Exercise text:
* * * * * * * * *
So, private industry cannot deliver the broadband network, and thus the Government has decided to go it alone and build a fibre to the home/business network by 2018. Putting aside the question of whether or not this is a good idea, what is fibre to the home/business likely to mean?

Fibre to the home/business, with its substantial increase in bandwidth, is probably going to give us “convergence”, which is a term to describe the process where once distinct streams of media and communications collapse into one single delivery mechanism. Huh? Things you once saw as separate, like the television and the telephone are going to start converging into the same delivery mechanism – the Internet.

If it were to happen as the futurists would see it, by say 2020 a lot of people aren't going to have a fixed line phone service anymore (that trend is actually already starting with “unbundled local loop” services available for those that want an ADSL service, but not a traditional copper phone line). We will still probably have something in our house that looks and acts like a phone, but it will work purely with the Internet. Likewise for television, we may see “cable” channels distributed over the Internet using a subscription model (no doubt with the obligatory amount of piracy going on as well).

In terms of business, high quality point to point video conferencing will become a reality that everyone can take advantage of, and this ability to video conference combined with redirecting office calls using your Voice Over IP (VOIP) phone, and get high speed access to the office network from just about anywhere is likely to hasten the adoption of telecommuting. Many more businesses, particularly in knowledge industries, will probably move to the model of having a larger proportion of their work force offsite, as a way of providing a better work/home balance, reducing the carbon impact of businesses (by removing employee commutes, and power hungry building environmentals) and reducing the substantial costs of commercial premises. Finally, customers having access to such large amounts of bandwidth will also make new types of services, for example video consults, a viable reality.

Many of these ideas aren't new – VOIP has been with us for some time, Skype has brought video conferencing to the masses, and larger enterprises (like the big 5 accounting firms and others) have been doing hot desking (where employees don't have a permanent desk – they log into a desk for the day) for many years with mixed results. However, the commodity-like nature and accessibility of these new services will likely have some substantial impacts on the way we work.

Before some of these benefits can be realised there are a number of technical, and even a few human issues that need to be resolved.

In terms of the technical issues the shift can perhaps be summed up by considering two areas: reliability and security.

Many Small Medium Enterprises (SME) do not have infrastructure that is sufficiently well engineered to provide the sort of reliability required for these new services. Issues such as Quality-of-Service (essential for good VOIP and Video Conferencing) capable networking equipment, communications systems that can survive mundane issues like power outages without dropping service (how do you dial triple 0 if all your phones fail when the power goes out), well provisioned equipment capable of dealing with increased load, adequate disaster recovery processes to get the business back in action in the event of a failure, and access to the necessary skills in a timely manner.
* * * * * * * * *
Saved entries:

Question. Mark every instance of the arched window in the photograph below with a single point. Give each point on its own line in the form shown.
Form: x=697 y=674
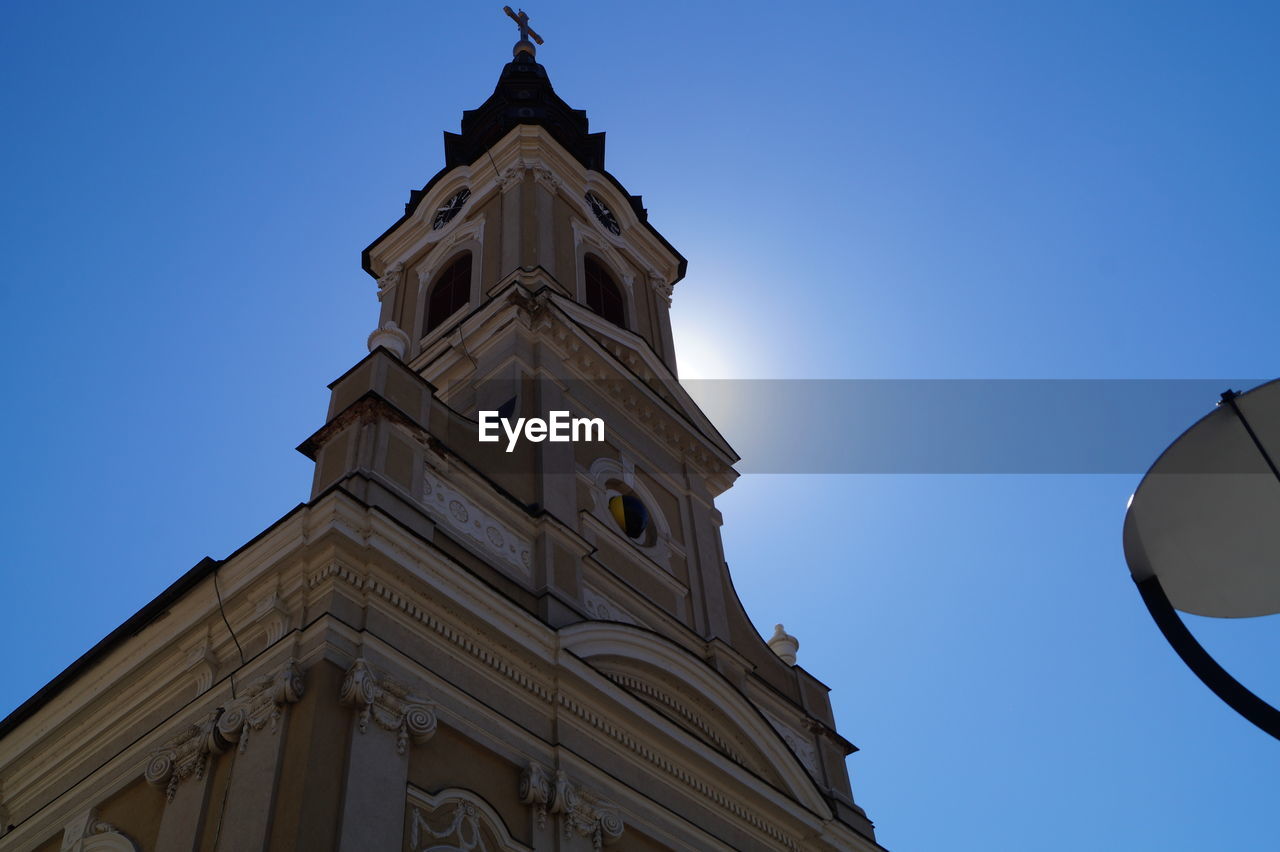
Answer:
x=602 y=293
x=449 y=292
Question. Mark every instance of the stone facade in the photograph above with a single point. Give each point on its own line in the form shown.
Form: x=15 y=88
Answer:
x=451 y=646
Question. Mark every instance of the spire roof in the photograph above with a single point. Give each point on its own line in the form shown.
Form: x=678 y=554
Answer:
x=524 y=96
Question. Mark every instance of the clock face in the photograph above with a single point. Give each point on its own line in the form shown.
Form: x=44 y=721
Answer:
x=449 y=209
x=603 y=213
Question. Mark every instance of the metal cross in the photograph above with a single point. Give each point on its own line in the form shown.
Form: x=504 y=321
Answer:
x=522 y=22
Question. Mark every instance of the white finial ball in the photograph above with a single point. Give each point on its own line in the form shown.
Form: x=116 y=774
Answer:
x=785 y=645
x=391 y=338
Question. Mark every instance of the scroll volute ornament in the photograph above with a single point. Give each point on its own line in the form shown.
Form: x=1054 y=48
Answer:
x=388 y=704
x=580 y=810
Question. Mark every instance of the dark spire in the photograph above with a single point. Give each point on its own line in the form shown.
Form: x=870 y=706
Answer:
x=524 y=96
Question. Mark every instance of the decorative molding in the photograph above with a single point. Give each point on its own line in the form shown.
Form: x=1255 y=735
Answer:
x=603 y=609
x=519 y=674
x=688 y=778
x=260 y=704
x=86 y=833
x=688 y=717
x=476 y=527
x=515 y=173
x=456 y=820
x=580 y=810
x=388 y=702
x=483 y=653
x=661 y=285
x=187 y=752
x=202 y=664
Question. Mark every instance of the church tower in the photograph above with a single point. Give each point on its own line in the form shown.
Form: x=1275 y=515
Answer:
x=462 y=644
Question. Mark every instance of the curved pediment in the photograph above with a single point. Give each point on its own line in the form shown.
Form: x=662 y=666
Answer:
x=695 y=697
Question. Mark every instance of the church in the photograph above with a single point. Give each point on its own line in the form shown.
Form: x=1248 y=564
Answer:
x=461 y=644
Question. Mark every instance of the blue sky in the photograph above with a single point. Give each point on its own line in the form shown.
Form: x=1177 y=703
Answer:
x=864 y=191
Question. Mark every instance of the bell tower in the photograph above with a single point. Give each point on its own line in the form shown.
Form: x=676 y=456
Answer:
x=457 y=644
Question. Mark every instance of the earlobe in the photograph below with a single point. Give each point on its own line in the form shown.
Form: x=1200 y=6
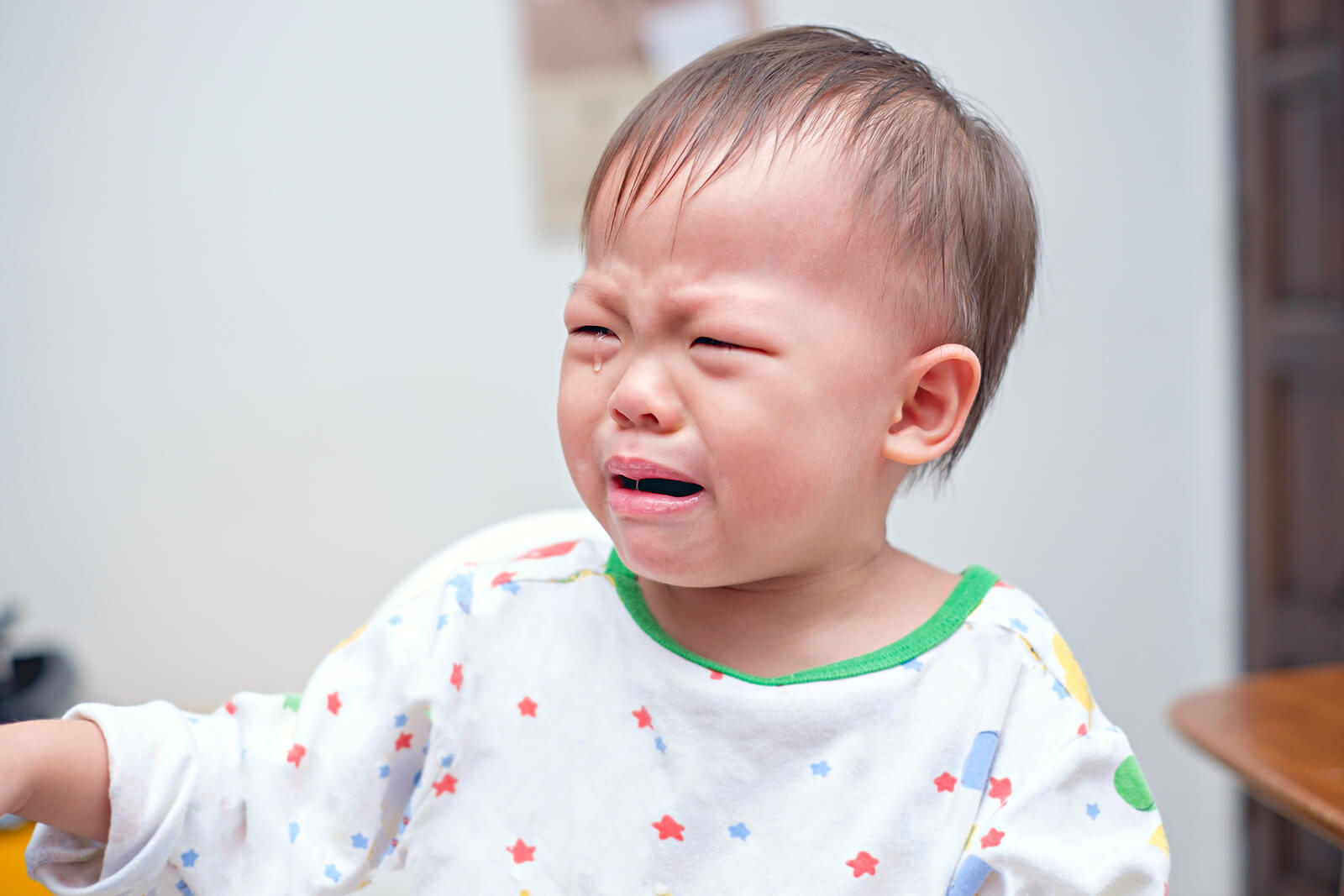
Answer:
x=941 y=387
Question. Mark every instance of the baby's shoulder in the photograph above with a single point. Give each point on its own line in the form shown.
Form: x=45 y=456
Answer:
x=1012 y=610
x=484 y=584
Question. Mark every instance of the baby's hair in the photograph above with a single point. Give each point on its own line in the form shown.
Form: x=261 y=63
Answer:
x=940 y=181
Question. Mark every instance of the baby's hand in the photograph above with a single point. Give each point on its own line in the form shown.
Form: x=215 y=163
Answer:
x=57 y=773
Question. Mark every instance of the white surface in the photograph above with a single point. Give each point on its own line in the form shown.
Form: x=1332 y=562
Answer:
x=275 y=327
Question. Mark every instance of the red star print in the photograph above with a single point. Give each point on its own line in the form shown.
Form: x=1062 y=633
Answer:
x=549 y=551
x=669 y=829
x=864 y=864
x=522 y=852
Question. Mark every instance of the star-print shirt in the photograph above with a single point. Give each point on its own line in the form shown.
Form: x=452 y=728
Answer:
x=528 y=728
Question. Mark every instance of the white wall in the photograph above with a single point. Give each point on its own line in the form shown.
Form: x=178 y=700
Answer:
x=275 y=324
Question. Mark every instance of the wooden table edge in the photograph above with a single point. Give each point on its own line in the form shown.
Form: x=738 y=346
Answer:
x=1280 y=793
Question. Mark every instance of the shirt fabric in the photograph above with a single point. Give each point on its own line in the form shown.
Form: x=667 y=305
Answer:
x=528 y=728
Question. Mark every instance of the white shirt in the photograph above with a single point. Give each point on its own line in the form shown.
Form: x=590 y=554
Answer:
x=526 y=727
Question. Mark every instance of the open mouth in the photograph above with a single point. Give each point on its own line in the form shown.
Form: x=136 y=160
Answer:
x=674 y=488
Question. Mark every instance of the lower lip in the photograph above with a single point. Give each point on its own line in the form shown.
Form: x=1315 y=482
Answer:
x=632 y=503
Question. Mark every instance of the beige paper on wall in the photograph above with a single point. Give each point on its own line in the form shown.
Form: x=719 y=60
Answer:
x=589 y=63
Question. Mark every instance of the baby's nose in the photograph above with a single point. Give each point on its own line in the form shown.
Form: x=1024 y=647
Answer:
x=645 y=399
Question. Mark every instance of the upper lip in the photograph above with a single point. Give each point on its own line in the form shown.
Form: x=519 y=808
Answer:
x=636 y=468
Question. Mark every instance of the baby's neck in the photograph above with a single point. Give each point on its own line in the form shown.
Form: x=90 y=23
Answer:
x=790 y=625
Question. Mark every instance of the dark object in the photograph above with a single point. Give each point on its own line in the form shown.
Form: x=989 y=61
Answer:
x=1290 y=140
x=35 y=685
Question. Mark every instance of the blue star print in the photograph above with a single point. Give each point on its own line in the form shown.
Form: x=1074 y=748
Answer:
x=463 y=584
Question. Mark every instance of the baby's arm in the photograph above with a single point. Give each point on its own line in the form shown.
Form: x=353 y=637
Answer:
x=270 y=793
x=57 y=773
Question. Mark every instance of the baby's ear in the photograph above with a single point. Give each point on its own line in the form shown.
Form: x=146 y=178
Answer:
x=938 y=389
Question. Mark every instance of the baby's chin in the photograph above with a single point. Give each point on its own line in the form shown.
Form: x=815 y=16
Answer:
x=679 y=564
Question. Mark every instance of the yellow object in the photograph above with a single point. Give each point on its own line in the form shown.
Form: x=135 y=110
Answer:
x=1159 y=840
x=13 y=873
x=1074 y=681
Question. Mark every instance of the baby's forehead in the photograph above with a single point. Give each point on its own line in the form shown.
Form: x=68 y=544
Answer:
x=784 y=211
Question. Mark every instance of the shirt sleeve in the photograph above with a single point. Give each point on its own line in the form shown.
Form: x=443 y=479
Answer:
x=1079 y=821
x=270 y=793
x=1066 y=809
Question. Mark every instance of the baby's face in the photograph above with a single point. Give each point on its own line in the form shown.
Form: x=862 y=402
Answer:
x=730 y=375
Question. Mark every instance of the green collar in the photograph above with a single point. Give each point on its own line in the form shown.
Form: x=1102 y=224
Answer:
x=968 y=594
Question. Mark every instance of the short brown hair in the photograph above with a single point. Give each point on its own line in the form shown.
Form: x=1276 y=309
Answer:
x=940 y=179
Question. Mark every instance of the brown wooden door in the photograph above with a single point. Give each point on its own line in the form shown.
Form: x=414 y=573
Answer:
x=1290 y=147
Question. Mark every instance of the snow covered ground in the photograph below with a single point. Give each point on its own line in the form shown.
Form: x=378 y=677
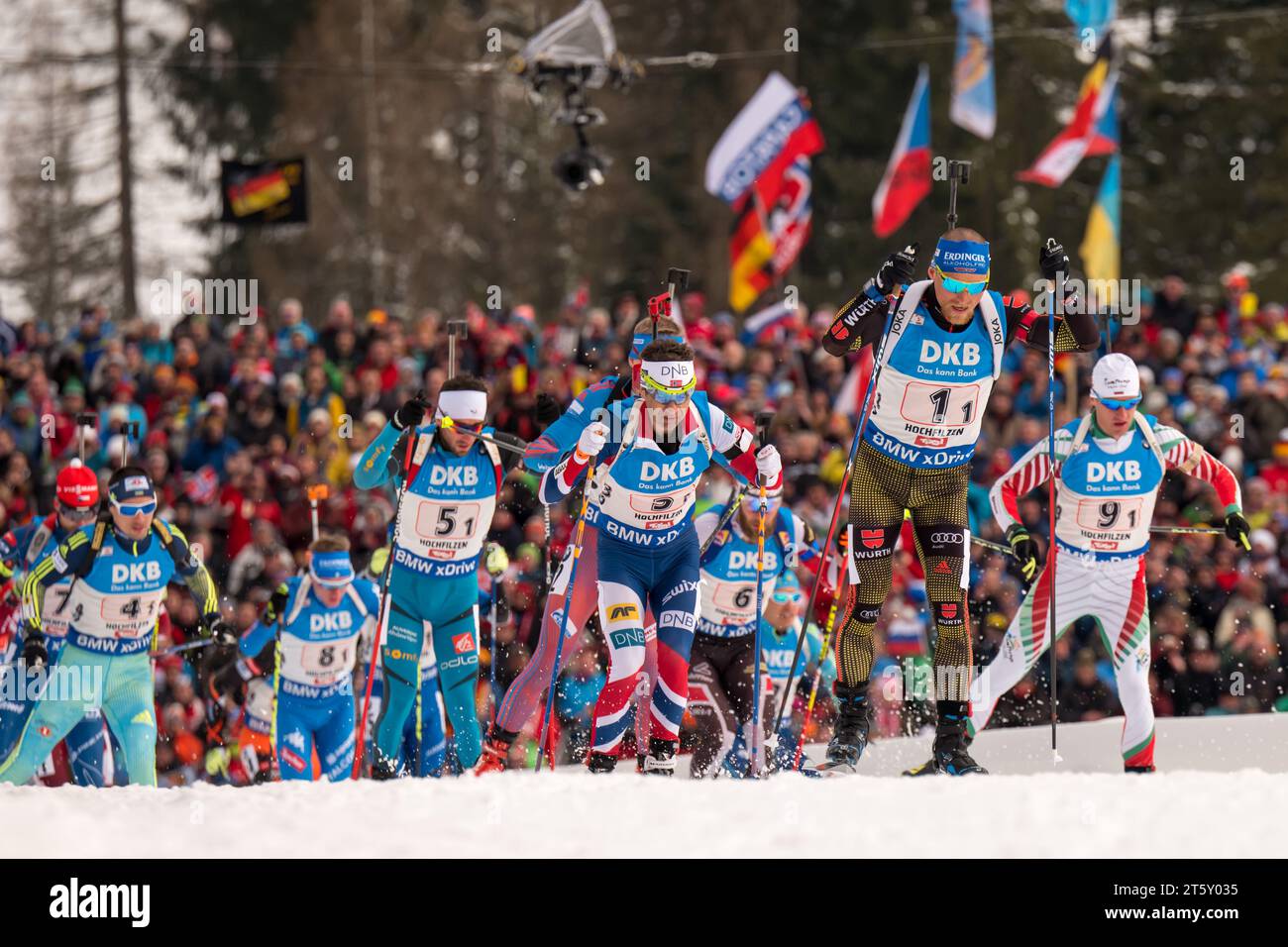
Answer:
x=1054 y=813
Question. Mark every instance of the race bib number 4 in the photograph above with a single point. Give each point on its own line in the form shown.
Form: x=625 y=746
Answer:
x=939 y=405
x=326 y=659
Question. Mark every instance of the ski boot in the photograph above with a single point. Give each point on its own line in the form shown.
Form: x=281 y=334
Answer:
* * * * * * * * *
Apply what you read:
A - List each issue the text on fibre broadband names as a reliability requirement that many small and medium enterprises lack.
B - Copy the part of the fibre broadband text that begins at the words "So, private industry" and stops after the words "mechanism – the Internet.".
The saved entries are separate material and not part of the text on fibre broadband.

Answers:
A -
- Quality-of-Service capable networking equipment
- Communications systems that can survive mundane issues like power outages without dropping service
- Well provisioned equipment capable of dealing with increased load
- Adequate disaster recovery processes to get the business back in action in the event of a failure
- Access to the necessary skills in a timely manner

B -
So, private industry cannot deliver the broadband network, and thus the Government has decided to go it alone and build a fibre to the home/business network by 2018. Putting aside the question of whether or not this is a good idea, what is fibre to the home/business likely to mean?

Fibre to the home/business, with its substantial increase in bandwidth, is probably going to give us “convergence”, which is a term to describe the process where once distinct streams of media and communications collapse into one single delivery mechanism. Huh? Things you once saw as separate, like the television and the telephone are going to start converging into the same delivery mechanism – the Internet.